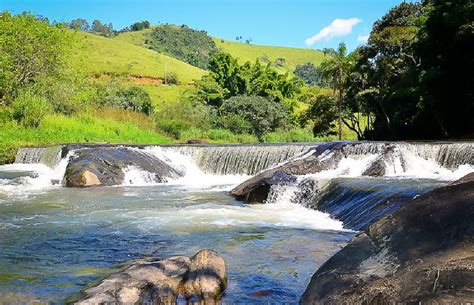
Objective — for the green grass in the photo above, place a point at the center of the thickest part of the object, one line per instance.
(96, 54)
(249, 52)
(246, 52)
(57, 129)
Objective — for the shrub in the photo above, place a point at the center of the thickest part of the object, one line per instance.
(172, 78)
(29, 109)
(133, 98)
(263, 114)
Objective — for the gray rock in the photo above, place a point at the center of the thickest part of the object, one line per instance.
(104, 166)
(323, 157)
(423, 253)
(201, 278)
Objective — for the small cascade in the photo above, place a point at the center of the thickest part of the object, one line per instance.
(50, 156)
(448, 155)
(239, 159)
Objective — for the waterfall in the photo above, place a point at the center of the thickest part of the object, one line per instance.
(50, 156)
(239, 159)
(446, 154)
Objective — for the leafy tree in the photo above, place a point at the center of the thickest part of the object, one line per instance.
(133, 98)
(387, 74)
(336, 69)
(79, 25)
(309, 73)
(30, 52)
(263, 114)
(322, 112)
(138, 26)
(29, 109)
(186, 44)
(446, 46)
(106, 30)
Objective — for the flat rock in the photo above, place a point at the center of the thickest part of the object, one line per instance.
(200, 279)
(105, 166)
(422, 253)
(322, 157)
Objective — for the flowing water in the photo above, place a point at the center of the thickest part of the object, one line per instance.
(54, 240)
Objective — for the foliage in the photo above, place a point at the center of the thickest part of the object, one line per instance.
(133, 98)
(30, 50)
(29, 109)
(106, 30)
(181, 42)
(79, 25)
(446, 46)
(263, 114)
(138, 26)
(309, 74)
(227, 79)
(386, 75)
(178, 117)
(85, 128)
(323, 113)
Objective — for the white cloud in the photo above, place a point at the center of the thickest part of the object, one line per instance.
(337, 28)
(363, 38)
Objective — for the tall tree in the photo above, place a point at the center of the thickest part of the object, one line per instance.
(447, 47)
(336, 69)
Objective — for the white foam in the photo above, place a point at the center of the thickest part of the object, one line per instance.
(193, 177)
(43, 178)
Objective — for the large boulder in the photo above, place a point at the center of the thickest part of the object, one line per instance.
(105, 166)
(322, 157)
(421, 254)
(200, 279)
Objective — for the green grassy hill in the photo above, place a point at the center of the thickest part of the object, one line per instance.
(105, 55)
(249, 52)
(246, 52)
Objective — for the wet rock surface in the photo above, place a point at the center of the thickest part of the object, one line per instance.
(422, 253)
(319, 158)
(105, 165)
(200, 279)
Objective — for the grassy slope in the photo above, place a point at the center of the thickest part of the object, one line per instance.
(98, 54)
(248, 52)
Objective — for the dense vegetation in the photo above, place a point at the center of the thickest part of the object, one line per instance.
(181, 42)
(413, 79)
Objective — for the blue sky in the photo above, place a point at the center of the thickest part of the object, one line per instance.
(295, 23)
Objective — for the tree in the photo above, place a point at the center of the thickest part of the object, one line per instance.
(79, 25)
(138, 26)
(387, 74)
(323, 113)
(309, 74)
(106, 30)
(262, 114)
(30, 52)
(446, 45)
(336, 69)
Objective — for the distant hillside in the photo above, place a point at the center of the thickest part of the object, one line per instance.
(247, 52)
(100, 54)
(292, 56)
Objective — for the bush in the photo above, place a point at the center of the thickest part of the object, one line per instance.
(171, 78)
(262, 114)
(29, 109)
(132, 98)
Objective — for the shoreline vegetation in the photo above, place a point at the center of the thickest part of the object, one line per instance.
(87, 82)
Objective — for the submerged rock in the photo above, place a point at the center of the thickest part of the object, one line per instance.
::::
Omit every picture, then reproduce the rest of the listing exactly.

▶ [Solved exercise]
Objective — for the green grass in the photo above, place a point at the center of the thickest part of the object, one line per instance.
(96, 54)
(249, 52)
(246, 52)
(57, 129)
Objective — for the shrub in the photo above, place a point at the center of the thickest part of the object, one line per instance.
(172, 78)
(29, 109)
(133, 98)
(263, 114)
Objective — for the gray rock in the photo above, place a point at the center of the thickest part of the object, one line per instance.
(104, 166)
(323, 157)
(423, 253)
(201, 278)
Objective — for the small cascade in the photo above, place a point at the center of the thickest part of the object, one line per instance.
(50, 156)
(448, 155)
(239, 159)
Objective — for the waterfall in the photo above, place a point at the center of the thickest part of the object, one line per instance.
(50, 156)
(239, 159)
(446, 154)
Objective — for the leafy tree in the photo above, place a point at the center of the thickest part of the object, one line per instance.
(133, 98)
(387, 74)
(336, 69)
(79, 25)
(309, 73)
(30, 52)
(263, 114)
(322, 112)
(138, 26)
(29, 109)
(186, 44)
(446, 46)
(106, 30)
Objective — for the flat rock in the photo above, place a point at the center of the thickest part of the object, one line per instance.
(200, 279)
(105, 166)
(422, 253)
(322, 157)
Objective — for the flowing water in the photo above, place a point at the center of the thickest part of the object, one line per instance.
(54, 240)
Objective — for the foliage in the photo above, place a point at the center of the thickest part of the object, one line per instance.
(133, 98)
(30, 50)
(29, 109)
(106, 30)
(181, 42)
(79, 25)
(446, 46)
(263, 114)
(138, 26)
(309, 74)
(227, 79)
(386, 75)
(178, 117)
(85, 128)
(323, 113)
Objective — for the white cloud in the photo above, place a point at the center of the thickest part of the object, one line per instance.
(337, 28)
(363, 38)
Objective — for the tall tree in the photo above, place a point at the center of the thickest part of the object, one line per instance.
(447, 47)
(336, 69)
Objective — for the white foam in the photo above, place a point at the center of the thickest part of the object, one line per instance.
(193, 177)
(43, 178)
Objective — for the large boulder in the photo above, place a point at the center of the thickest part of the object, one line per instance.
(105, 166)
(322, 157)
(421, 254)
(200, 279)
Objective — for the green grassy hill in the photo above, place a point at the center of the thickest part of the object, one line per instance.
(105, 55)
(249, 52)
(246, 52)
Objective — for the wet rock surface in the photo above, place a point at the center of the thickest part of the object, one line per instance.
(422, 253)
(319, 158)
(105, 165)
(200, 279)
Objective — for the grassy slope in the photo above, place a point at the center of the thickest part of the object, one line per instance.
(98, 54)
(248, 52)
Objective — for the dense vegetation in the photo above, place a point at the center of the thickest part of the object, one line per instance.
(181, 42)
(413, 79)
Objective — for the blue sky in the photo above, place a point at the center of the thickest part of the object, one line per instance.
(295, 23)
Objective — for the tree in the photo above, place a point at the center of the thickest part of the object, one line per instance.
(79, 25)
(138, 26)
(387, 74)
(323, 113)
(309, 74)
(106, 30)
(262, 114)
(30, 52)
(446, 45)
(336, 69)
Objective — for the distant hillside in the photo above, place a point at the center of the thickest part of the object, one line per instance.
(247, 52)
(100, 54)
(292, 56)
Objective — for the bush in the photo above, place a point at the center of the thickest part of the object, one line per instance.
(171, 78)
(262, 114)
(29, 109)
(132, 98)
Objective — for the shoreline vegetation in the photo above, place a point at the center of the thickest part of the object, one line per instance.
(87, 82)
Objective — for the submerged rock in the photo above, place a point at the center of the thickest part of the object, one line per instance.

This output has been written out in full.